Category Archives: Inspection

Disclosures, Schmosures: First, Make Sure Would-Be Buyers Don’t Get Hurt!

MINOLTA DIGITAL CAMERAA recent California case is being hailed as an expansion of the listing real estate broker’s duty to warn buyers of dangerous conditions within the house. The case is called Hall v. Aurora Loan Services, LLC, 2013 DJDAR 5460 (April 26, 2013). In many ways, however, it’s a reminder of how common sense, rather than reliance on the letter of the law, can save home sellers a whole lot of hassles — such as broken legs and lawsuits.

Here’s what happened. The home seller, prior to putting the house on the market, commissioned a home inspection. This is a common practice among sellers in order to get a heads-up on home defects and potentially fix some of them before buyers have a chance to use them as negotiating points. The inspector’s report mentioned that the pull-down stairs leading to the attic needed “repair and replacement.” (Not, obviously, the stairs shown in this artsy image.)

Wouldn’t you think common sense would be screaming in your ear at this point, “Fix it!”? Or at least put up a warning sign? Or at least ask more questions if you weren’t entirely clear on what the report was saying?

» TASKS
**1)** List every question that the post on real estate disclosures asks in its final paragraph.
**2)** Copy out the passage of the disclosures post starting with "Disclosures, Schmosures: First, Make" and going on through "legs and lawsuits.".
This material was taken from a different source than the disclosures post.

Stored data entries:

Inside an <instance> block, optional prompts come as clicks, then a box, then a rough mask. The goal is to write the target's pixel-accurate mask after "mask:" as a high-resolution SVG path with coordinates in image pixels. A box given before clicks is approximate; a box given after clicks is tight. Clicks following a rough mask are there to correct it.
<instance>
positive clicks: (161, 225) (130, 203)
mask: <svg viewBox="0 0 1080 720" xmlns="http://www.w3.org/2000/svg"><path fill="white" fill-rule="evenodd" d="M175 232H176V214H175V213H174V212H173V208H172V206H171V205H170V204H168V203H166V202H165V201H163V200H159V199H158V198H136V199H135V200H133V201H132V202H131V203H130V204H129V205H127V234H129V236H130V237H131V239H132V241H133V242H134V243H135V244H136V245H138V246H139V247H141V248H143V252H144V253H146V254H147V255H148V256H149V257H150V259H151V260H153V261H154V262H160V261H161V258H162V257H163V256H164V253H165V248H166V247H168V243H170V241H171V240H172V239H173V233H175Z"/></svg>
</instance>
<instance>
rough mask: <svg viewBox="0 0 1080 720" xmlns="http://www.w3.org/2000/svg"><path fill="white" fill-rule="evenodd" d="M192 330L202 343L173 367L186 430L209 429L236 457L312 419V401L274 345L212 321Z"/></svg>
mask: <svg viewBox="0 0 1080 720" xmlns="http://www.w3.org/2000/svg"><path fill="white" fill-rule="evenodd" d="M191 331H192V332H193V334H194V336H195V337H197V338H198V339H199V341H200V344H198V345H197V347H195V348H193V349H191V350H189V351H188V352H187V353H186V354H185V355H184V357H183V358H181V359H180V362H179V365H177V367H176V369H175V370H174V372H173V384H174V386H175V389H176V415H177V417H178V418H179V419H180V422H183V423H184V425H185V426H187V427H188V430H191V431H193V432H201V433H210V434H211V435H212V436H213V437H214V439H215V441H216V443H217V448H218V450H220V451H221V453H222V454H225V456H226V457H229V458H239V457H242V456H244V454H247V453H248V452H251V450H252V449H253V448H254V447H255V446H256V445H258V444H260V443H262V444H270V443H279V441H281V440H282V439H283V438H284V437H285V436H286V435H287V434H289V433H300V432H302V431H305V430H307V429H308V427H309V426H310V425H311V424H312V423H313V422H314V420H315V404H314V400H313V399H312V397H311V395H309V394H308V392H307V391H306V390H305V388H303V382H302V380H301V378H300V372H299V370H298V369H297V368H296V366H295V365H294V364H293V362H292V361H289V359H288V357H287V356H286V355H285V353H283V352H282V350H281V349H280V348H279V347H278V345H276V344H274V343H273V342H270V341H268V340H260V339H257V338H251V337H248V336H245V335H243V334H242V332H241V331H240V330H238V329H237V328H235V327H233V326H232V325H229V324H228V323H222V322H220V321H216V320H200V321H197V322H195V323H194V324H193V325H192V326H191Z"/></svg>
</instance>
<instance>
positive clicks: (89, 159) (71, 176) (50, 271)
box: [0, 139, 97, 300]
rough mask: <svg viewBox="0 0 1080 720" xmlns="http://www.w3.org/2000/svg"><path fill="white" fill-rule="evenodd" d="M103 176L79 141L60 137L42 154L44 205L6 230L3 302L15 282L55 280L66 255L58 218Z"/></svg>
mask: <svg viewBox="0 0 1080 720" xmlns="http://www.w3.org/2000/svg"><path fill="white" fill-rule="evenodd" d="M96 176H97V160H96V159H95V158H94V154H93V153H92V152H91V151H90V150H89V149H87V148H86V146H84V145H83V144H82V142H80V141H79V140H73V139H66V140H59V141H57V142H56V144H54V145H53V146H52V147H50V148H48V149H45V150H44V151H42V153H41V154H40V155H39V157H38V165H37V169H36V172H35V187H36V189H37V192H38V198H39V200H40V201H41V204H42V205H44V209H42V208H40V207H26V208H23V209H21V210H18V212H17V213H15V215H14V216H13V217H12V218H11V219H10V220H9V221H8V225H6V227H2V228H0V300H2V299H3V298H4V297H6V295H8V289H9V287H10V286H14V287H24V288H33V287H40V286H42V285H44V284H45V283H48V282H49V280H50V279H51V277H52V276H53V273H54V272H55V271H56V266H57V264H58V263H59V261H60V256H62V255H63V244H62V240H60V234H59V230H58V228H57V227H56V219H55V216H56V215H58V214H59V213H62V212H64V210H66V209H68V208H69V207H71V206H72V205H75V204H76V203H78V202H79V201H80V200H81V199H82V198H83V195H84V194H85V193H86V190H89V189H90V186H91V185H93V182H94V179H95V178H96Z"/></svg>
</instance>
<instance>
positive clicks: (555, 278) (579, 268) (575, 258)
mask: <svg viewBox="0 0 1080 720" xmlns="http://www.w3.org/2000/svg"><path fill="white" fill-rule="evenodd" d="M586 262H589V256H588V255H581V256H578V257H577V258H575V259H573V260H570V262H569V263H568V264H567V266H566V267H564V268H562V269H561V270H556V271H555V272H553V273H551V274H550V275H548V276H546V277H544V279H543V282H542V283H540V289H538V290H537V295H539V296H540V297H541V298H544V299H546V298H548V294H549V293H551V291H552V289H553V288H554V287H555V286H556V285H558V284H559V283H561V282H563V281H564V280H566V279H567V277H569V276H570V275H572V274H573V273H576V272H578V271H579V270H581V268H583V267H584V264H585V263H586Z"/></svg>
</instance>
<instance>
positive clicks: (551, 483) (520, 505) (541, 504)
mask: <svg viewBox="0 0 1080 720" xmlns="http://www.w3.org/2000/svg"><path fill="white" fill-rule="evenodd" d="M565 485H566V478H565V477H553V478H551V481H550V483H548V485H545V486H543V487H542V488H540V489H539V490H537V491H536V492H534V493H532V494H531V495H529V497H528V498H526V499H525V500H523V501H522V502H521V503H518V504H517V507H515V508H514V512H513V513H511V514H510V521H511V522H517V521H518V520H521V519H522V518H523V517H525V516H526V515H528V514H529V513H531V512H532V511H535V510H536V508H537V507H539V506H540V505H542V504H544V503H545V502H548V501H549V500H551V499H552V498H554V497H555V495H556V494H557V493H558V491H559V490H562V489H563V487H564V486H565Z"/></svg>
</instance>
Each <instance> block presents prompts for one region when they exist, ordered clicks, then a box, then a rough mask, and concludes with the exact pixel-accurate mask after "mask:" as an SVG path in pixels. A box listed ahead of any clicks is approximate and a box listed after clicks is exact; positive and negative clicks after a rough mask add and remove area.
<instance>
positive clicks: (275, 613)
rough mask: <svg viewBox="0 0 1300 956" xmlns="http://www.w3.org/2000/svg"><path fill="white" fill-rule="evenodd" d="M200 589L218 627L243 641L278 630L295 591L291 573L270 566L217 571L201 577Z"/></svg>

» OUTPUTS FOR THE TASKS
**1)**
- Wouldn’t you think common sense would be screaming in your ear at this point, “Fix it!”?
- Or at least put up a warning sign?
- Or at least ask more questions if you weren’t entirely clear on what the report was saying?

**2)**
Disclosures, Schmosures: First, Make Sure Would-Be Buyers Don’t Get Hurt!

MINOLTA DIGITAL CAMERAA recent California case is being hailed as an expansion of the listing real estate broker’s duty to warn buyers of dangerous conditions within the house. The case is called Hall v. Aurora Loan Services, LLC, 2013 DJDAR 5460 (April 26, 2013). In many ways, however, it’s a reminder of how common sense, rather than reliance on the letter of the law, can save home sellers a whole lot of hassles — such as broken legs and lawsuits.